_Exercise tasks_
a – In the article on Mitsotakis's visit to Libya, what office is to open after the Greek Embassy in Tripoli resumes work?
b – Write the next few paragraphs of the article on Mitsotakis's visit to Libya, continuing from its last sentence.

_Selected extract_
____________

Mitsotakis: Foreign Forces Must Leave Libya – Al Marsad

Greek Prime Minister Kyriakos Mitsotakis expressed his deep appreciation for the Prime Minister of the interim Government of National Unity (GNU), Abdul Hamid Dbaiba’s invitation visit him in Libya.

(Libya, 7 April 2021) – During the joint press conference on Tuesday in Tripoli, in which the Greech Prime Minister Kyriakos Mitsotakis congratulated the inauguration of the new interim government in in Libya and the new bilateral relations with Greece, and the discussions that followed the phone call between him and Dbaiba ahead of the official visit.


Mitsotakis said that the acceptance of the invitation to visit Libya was important because it marks the resumption of the work of the Greek Embassy in Tripoli, which represents a milestone and a dynamic resumption of Greek-Libyan cooperation, and to deliver a message of support for efforts to build peace and progress in Libya.

He also explained that his country will stand by Libya within the framework of the European Union or through the United Nations in the way of achieving fair elections, a normal political life and rebuilding Libya, away from foreign armies and interests. The only criterion is security and prosperity in the neighbourhood and in the Mediterranean.

Mitsotakis expressed that the time has come to leave all that led to the turbulence of bilateral relations during the past period. The resumption of the work of the embassy in Tripoli will be followed by the opening of the Consulate General in Benghazi, which will work to develop cooperation between Libya and Greece in all areas at a fast pace.


He referred to developments in recent decades that have curtailed economic relations, at a time when the presence of Greek businessmen in Libya has never ceased, which means that the stability of the political situation in the country will increase all important activities for both countries.

In his discussions with Dbaiba, Mitsotakis spoke about the prospects for cooperation between Libya and Greece in several sectors, such as energy, construction, maritime transport, health and security, while emphasizing that there are other areas that can be done more to strengthen them, including tourism, education and culture.

____________

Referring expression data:
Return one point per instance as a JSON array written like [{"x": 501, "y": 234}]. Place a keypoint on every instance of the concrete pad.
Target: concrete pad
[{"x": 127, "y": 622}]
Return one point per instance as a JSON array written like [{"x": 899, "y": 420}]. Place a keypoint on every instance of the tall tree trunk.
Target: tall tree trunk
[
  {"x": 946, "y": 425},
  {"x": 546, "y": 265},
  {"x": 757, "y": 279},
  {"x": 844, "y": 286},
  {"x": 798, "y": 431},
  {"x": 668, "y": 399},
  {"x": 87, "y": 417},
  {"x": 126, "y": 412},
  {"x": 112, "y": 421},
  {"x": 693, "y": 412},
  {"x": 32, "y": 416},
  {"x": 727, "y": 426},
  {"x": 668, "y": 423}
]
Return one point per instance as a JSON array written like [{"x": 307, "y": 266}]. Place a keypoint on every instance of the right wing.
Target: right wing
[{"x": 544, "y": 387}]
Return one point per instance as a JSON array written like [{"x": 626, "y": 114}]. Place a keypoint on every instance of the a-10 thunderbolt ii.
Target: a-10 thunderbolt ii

____________

_Responses to the tasks_
a – The Consulate General in Benghazi.

b –
“The priority is the complete return of bilateral cooperation in the field of energy, which can be expanded to include renewable energy sources and electrical interconnection projects. Distinctive opportunities emerge in public and private investment, in light of a traditional link between Libya Greece is defence and security,” said the Greek Prime Minister.


Mitsotakis said, “Our link in defense and security is traditional and we remind you that more than 280 Libyan officers have graduated from Greek Armed Forces schools.” He also mentioned that many Libyan Coast Guard officers, who play a leading role in stopping migratory flows, have been trained and are being trained at the Maritime Prevention Center, which was of geopolitical importance, because the coast guard plays a role in preventing the flow of illegal migration.

He added that this joint cooperation between Libya and Greece has solid roots and a flourishing future, and that the basis of the new phase in relations should be based on frankness and a spirit of dialogue, in particular faith in the principles of international legitimacy, which means erasing former mistakes.


Mitsotakis said the precondition for any progress in Libya’s relations with the EU is the departure of foreign forces and mercenaries from Libya, a request also made by numerous EU countries. He also noted that the issue of maritime zones will affect not only Greek-Libyan relations, but also the North African country’s relations with the European Union. He called on the interim government to scrap an agreement on maritime boundaries signed with Turkey in 2019, which Athens says violates international law.

“And of course for us, it is very important, is the annulment of illegal documents which were presented as supposedly transnational agreements but but have no legal effect, as expressly stated by the European Council,” he added.


He emphasized that the current period has a strong European influence because the visit of the President of the European Council which coincided with the prime ministers of neighbors closest to Libya, Italy and Malta, both of which have concluded valid maritime border agreements. Mitsotakis said friends stand by the Libyans, because the closest European islands to Libya are Gavdos and Crete.

He said that geography determines the framework of bilateral relations and not the artificial lines drawn by some on maps, which means that Libya is not alone accomplishing the goals that lie ahead with hard work. The European Union and its members are present and determined to support Libyans who have suffered a lot.


He pointed out the possibility of joint cooperation to delineate the border between Libya and Greece and to always continue dialogue on the basis of mutual respect for international law; because friendly countries always solve problems, especially since Greek-Libyan relations date back to 2,600 years—to an era in which the people of Santorini traveled and arrived to Libya’s shores.

Mitsotakis concluded by saying that they Greeks had founded Cyrene in Shahhat, then Benghazi and the five Greek cities (the Pentapolis), and planted with Libyans the rare medical plant Silphium that was called the gold of Libya. He said that the gold of the 21st century was peace, cooperation and prosperity.